● **SUPPLIED MATERIAL**:

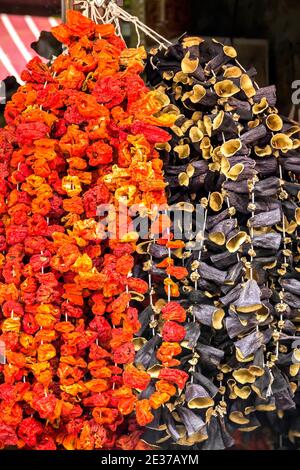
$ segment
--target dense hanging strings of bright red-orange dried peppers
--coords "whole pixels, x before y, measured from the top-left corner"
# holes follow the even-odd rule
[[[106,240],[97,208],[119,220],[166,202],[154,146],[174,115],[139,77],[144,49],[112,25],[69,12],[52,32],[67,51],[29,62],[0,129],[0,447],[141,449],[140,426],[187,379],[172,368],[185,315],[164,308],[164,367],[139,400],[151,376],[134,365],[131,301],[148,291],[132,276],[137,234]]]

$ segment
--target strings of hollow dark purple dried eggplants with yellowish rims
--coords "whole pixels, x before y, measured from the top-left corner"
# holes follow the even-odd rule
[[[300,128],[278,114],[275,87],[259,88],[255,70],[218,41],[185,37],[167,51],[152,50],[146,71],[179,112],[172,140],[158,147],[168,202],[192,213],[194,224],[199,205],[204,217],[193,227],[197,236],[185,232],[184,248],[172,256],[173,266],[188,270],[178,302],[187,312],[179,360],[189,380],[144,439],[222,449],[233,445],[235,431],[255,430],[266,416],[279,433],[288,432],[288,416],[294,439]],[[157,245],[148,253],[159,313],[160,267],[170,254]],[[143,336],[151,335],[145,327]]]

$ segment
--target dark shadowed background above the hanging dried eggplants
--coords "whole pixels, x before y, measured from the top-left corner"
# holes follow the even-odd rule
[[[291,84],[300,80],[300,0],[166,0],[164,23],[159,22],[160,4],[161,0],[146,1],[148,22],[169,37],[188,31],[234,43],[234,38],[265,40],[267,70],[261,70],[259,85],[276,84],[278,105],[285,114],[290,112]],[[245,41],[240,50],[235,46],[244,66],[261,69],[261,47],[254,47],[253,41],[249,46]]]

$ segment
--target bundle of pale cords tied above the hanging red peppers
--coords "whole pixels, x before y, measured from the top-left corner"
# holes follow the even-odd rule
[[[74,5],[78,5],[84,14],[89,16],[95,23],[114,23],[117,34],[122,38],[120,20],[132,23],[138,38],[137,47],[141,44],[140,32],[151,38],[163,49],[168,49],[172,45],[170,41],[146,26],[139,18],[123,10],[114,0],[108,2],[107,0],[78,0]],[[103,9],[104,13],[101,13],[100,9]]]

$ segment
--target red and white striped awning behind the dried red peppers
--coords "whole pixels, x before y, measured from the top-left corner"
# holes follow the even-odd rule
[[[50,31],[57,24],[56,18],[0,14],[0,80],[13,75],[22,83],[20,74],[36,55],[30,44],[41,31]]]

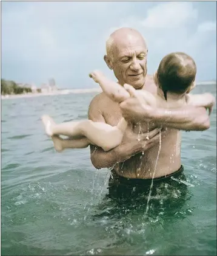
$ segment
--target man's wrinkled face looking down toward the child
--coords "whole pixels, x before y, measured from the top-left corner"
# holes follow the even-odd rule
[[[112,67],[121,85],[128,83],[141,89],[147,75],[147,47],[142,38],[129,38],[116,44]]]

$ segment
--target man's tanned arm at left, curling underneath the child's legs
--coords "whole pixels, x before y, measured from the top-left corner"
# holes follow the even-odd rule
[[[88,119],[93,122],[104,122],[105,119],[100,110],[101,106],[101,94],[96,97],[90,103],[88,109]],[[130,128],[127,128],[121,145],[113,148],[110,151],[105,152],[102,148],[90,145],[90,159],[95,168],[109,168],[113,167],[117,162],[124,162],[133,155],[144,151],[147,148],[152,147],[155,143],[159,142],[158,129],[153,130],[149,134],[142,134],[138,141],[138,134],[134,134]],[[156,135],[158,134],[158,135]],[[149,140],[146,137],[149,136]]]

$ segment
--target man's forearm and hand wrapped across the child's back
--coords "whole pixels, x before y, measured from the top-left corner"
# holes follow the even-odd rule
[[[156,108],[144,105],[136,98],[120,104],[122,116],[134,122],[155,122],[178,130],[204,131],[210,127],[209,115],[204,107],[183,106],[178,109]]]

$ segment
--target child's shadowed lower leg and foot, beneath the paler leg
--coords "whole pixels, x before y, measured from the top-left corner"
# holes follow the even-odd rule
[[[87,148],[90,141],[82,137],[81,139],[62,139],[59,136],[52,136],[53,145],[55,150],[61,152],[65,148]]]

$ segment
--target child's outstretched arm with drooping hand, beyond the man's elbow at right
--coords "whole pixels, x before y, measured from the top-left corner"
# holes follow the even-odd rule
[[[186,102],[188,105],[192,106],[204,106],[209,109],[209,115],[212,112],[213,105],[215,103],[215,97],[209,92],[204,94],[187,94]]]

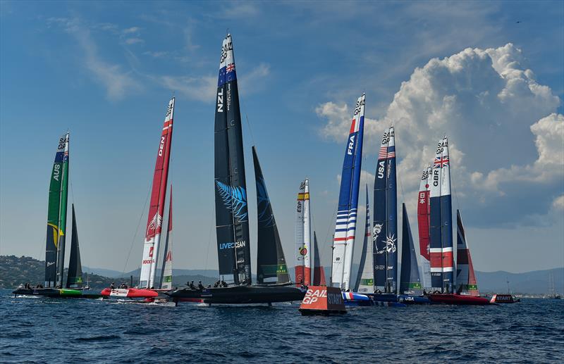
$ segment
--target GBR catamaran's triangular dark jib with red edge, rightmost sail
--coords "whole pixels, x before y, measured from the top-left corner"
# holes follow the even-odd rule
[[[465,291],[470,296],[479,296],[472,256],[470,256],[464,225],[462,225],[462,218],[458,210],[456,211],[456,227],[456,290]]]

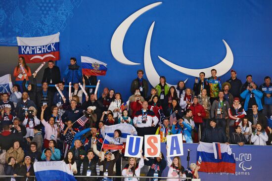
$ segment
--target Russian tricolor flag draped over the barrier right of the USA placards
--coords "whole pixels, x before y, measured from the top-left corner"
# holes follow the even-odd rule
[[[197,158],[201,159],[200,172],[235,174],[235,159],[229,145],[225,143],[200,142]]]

● **WORK ORDER**: For every line above that includes the word "hanging", return the line.

● **RESPONSE TO THE EXERCISE**:
--target dense hanging strings of bright red-orange dried peppers
--target dark shadowed background above the hanging dried eggplants
--target bundle of pale cords tied above the hanging red peppers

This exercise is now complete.